What you will do: Print each line of the items below word for word, leaving out the pictures.

Data lines:

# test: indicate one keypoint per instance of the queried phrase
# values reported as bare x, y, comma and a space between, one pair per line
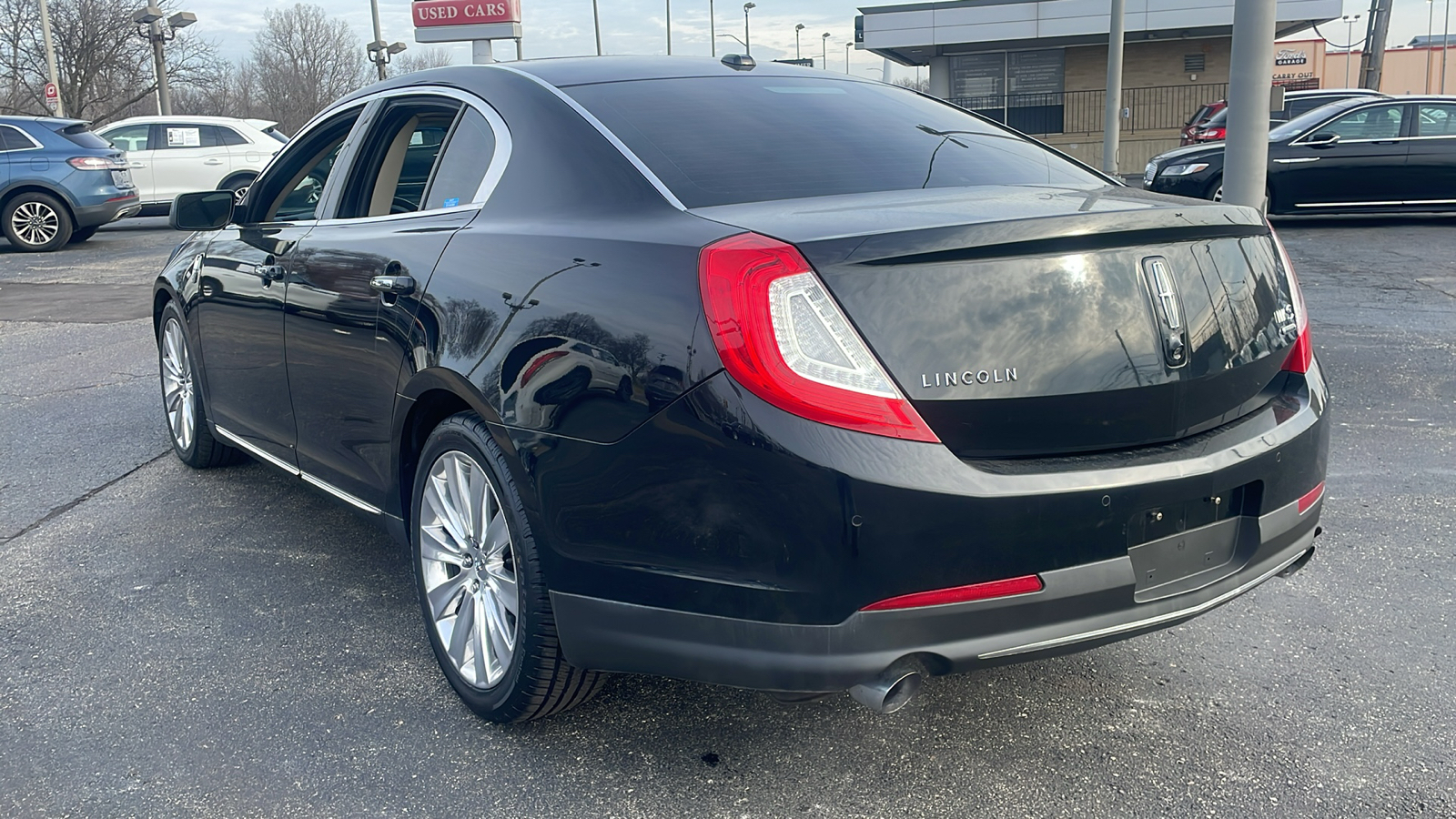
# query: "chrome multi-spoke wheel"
35, 223
470, 569
178, 394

Output of the exercise:
# test: indicate one keypoint per instance of the queried phrase
# values reported as bare x, y, comma and a space between, one pair per line
# query: "chrome multi-spoke wheel"
35, 223
470, 569
178, 394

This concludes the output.